§ **Available data**
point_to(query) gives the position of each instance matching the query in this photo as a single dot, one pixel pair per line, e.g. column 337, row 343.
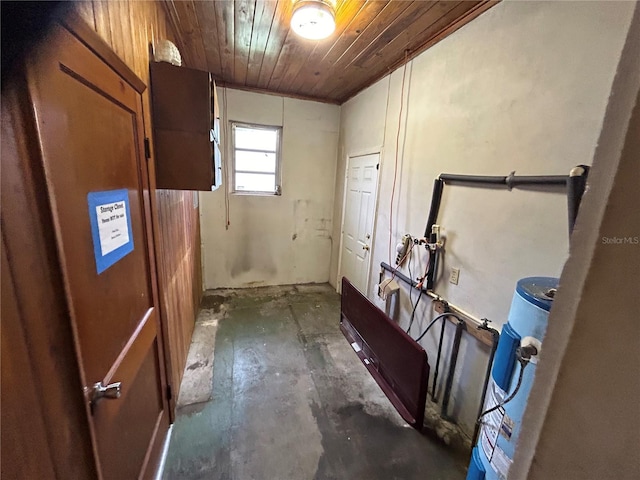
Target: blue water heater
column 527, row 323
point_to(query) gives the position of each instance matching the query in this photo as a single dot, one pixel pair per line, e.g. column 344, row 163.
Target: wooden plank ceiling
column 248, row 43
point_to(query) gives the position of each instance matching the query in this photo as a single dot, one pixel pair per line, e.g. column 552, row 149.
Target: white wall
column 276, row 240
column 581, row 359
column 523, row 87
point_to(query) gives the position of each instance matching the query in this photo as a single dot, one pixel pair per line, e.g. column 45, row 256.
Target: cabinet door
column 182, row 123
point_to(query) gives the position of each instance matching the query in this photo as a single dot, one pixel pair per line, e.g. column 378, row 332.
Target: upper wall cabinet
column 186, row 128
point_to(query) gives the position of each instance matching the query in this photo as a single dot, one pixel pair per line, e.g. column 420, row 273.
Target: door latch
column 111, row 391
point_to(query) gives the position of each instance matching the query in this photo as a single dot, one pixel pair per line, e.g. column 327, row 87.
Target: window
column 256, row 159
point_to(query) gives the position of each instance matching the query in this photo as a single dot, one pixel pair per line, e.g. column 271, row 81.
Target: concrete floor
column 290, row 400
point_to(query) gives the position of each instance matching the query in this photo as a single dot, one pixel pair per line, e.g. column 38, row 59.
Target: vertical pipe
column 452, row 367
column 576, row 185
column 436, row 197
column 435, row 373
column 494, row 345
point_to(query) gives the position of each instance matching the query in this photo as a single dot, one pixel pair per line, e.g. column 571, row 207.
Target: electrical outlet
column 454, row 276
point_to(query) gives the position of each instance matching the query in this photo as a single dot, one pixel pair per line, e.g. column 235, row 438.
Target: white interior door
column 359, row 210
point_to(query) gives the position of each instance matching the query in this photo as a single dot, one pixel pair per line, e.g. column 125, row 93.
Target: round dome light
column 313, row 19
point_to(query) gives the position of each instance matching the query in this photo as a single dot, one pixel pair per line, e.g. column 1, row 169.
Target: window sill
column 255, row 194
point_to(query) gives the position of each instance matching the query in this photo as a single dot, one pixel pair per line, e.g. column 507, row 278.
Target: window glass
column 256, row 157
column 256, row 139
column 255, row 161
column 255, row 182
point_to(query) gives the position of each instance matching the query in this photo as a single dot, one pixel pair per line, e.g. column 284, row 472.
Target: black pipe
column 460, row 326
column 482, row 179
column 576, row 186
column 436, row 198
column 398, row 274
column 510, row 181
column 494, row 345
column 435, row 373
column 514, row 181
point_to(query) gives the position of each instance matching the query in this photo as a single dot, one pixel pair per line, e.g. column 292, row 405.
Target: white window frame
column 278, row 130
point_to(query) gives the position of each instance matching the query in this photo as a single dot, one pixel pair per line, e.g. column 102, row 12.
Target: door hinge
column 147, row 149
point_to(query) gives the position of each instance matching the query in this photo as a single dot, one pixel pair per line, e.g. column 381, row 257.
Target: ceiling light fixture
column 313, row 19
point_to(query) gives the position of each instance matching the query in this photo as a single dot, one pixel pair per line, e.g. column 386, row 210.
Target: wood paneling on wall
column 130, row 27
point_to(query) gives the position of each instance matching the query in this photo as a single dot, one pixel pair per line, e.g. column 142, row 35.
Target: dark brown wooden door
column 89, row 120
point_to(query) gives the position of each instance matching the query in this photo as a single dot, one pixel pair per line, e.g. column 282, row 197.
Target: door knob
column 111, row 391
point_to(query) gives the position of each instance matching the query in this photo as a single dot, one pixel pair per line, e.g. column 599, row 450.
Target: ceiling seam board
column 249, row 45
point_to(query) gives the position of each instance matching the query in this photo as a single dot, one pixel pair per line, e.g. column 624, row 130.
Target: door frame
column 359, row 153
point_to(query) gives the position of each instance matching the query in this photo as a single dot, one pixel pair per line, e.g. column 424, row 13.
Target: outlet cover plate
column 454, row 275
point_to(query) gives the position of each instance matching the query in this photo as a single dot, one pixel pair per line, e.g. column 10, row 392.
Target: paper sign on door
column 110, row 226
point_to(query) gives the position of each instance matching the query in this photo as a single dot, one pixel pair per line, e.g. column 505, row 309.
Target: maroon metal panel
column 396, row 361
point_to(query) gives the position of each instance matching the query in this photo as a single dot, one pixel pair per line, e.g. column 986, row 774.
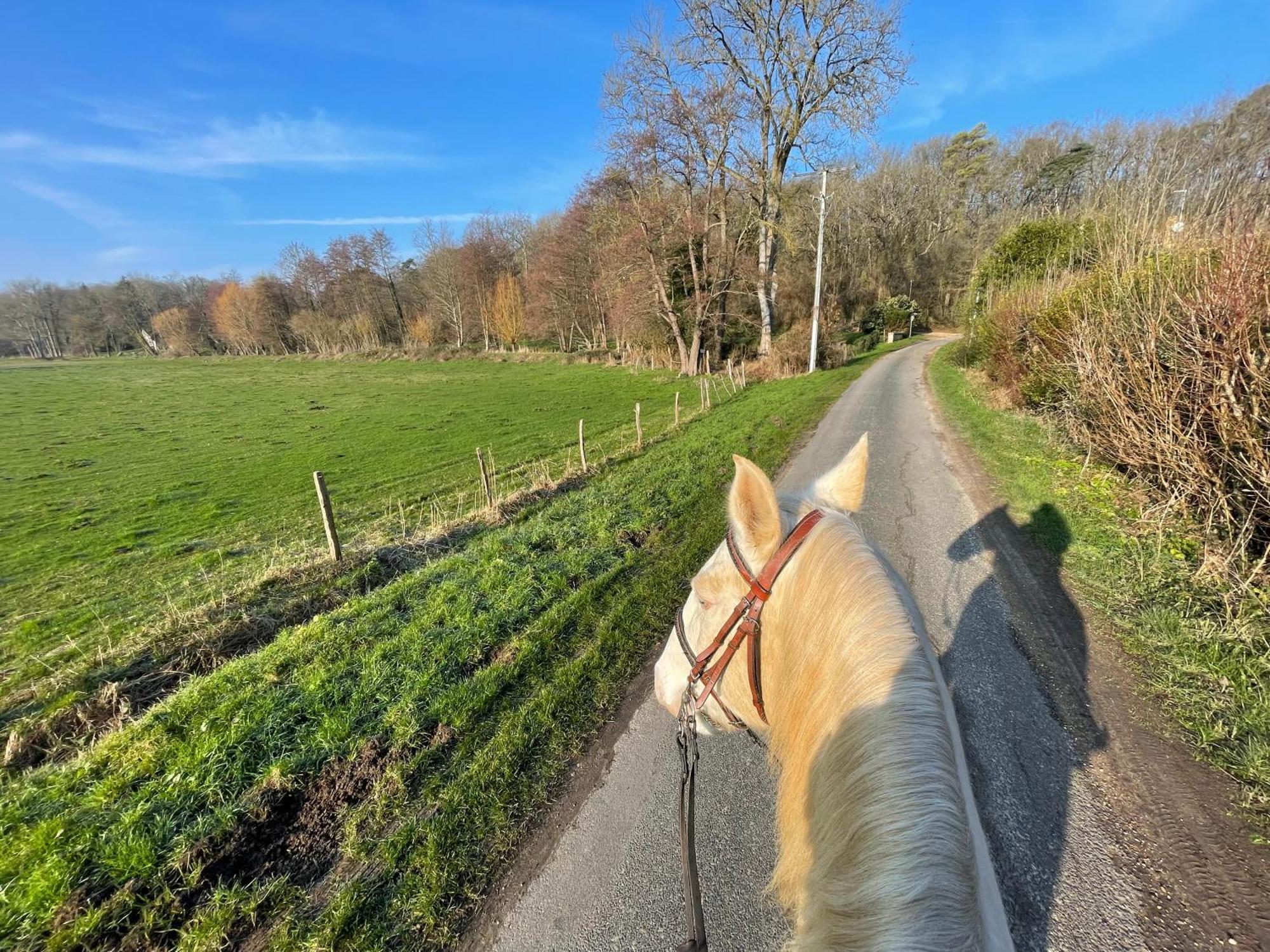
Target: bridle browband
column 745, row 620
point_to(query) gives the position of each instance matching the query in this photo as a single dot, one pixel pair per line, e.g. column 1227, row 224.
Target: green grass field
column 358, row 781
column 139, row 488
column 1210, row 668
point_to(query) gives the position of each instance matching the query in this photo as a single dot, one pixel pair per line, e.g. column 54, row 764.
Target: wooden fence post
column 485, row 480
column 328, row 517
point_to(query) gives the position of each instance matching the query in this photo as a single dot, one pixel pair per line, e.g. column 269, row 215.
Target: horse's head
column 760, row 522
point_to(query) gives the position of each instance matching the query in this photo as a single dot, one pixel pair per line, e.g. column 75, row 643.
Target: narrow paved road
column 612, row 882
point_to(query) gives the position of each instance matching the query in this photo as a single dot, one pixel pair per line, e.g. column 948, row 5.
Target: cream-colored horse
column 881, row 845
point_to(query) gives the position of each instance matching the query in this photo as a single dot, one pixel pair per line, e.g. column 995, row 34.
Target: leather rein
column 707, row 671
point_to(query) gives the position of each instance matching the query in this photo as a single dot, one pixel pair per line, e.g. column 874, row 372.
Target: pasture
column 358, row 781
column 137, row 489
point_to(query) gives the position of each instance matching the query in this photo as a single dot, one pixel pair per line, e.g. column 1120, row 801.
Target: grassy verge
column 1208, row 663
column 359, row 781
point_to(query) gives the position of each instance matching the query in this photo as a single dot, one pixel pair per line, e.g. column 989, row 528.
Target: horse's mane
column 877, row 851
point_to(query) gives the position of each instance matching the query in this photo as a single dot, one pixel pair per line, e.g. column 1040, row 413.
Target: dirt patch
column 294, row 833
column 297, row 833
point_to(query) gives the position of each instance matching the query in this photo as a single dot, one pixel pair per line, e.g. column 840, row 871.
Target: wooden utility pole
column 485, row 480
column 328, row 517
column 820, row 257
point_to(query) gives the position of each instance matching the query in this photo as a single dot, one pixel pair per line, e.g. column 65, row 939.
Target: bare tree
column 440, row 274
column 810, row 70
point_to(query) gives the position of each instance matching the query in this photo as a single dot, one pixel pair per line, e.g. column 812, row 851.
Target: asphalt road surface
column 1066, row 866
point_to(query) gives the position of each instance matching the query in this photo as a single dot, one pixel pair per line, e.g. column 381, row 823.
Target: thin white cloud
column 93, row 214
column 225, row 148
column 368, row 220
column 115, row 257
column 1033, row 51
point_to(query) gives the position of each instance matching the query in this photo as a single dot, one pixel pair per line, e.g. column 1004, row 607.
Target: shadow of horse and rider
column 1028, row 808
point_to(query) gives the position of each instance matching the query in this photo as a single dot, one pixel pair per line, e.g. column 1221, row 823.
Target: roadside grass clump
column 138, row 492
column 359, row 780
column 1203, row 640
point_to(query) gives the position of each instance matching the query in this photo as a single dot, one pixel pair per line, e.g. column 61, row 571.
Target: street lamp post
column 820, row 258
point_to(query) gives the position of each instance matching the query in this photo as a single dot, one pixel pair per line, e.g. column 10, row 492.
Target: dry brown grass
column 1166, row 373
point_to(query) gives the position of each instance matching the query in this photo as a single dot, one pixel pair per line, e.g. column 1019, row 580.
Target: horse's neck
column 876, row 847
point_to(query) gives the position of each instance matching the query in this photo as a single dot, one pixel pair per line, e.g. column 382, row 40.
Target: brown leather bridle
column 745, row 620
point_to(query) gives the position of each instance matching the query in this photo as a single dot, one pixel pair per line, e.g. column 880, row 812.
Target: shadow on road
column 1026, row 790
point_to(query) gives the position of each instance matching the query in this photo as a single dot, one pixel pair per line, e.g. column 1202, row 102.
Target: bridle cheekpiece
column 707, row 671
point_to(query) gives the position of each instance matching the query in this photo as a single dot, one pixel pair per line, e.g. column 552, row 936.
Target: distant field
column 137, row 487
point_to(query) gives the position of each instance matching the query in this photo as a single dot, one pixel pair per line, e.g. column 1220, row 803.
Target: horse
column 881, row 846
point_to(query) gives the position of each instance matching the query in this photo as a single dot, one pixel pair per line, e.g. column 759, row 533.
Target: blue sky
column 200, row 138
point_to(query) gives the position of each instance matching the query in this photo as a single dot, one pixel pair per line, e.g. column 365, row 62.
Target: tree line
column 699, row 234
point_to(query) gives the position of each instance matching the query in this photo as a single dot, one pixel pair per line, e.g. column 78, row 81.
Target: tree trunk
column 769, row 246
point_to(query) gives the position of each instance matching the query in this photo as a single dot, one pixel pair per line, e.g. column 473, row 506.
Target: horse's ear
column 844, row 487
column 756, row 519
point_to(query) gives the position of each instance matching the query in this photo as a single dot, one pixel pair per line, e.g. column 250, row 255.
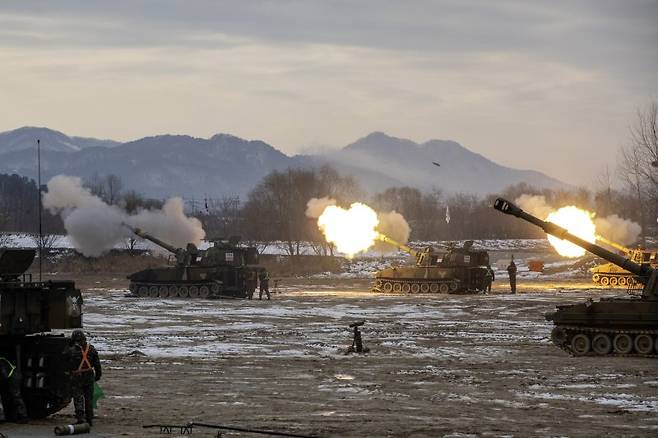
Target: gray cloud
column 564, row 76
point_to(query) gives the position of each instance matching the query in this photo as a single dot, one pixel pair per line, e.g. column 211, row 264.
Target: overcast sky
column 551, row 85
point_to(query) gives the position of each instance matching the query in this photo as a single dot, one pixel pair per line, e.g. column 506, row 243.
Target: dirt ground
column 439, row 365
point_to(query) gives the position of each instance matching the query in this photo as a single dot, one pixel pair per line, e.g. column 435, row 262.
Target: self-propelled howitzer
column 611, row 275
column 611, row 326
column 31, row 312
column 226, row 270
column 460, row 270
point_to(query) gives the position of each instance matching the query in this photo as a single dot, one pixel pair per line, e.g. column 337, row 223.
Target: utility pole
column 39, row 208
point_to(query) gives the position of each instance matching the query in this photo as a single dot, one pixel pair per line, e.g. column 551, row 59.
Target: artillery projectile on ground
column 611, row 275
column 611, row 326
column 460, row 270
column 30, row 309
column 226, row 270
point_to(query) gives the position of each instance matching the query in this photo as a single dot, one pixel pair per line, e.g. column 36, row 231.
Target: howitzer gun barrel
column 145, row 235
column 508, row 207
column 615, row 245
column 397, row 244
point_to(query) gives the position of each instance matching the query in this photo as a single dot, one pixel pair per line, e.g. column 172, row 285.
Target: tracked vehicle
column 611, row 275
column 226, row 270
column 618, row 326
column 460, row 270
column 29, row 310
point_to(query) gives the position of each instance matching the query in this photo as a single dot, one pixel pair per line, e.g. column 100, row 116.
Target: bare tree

§ **Task objective**
Would you transcribe, unchanged, every line of the material from the one containing "172, row 285." to the very end, including both, and nothing else?

§ **Response**
point_to(query) gives the position of each instance matching the query in this photo as a single dot, one pixel pair per line, e.g. column 172, row 285.
Target: tracked vehicle
column 611, row 275
column 226, row 270
column 618, row 326
column 460, row 270
column 29, row 310
point_to(query) gives the position of each instance matching the query in this photo as a single dot, one pixel pair per line, e.g. column 100, row 116.
Target: bare tree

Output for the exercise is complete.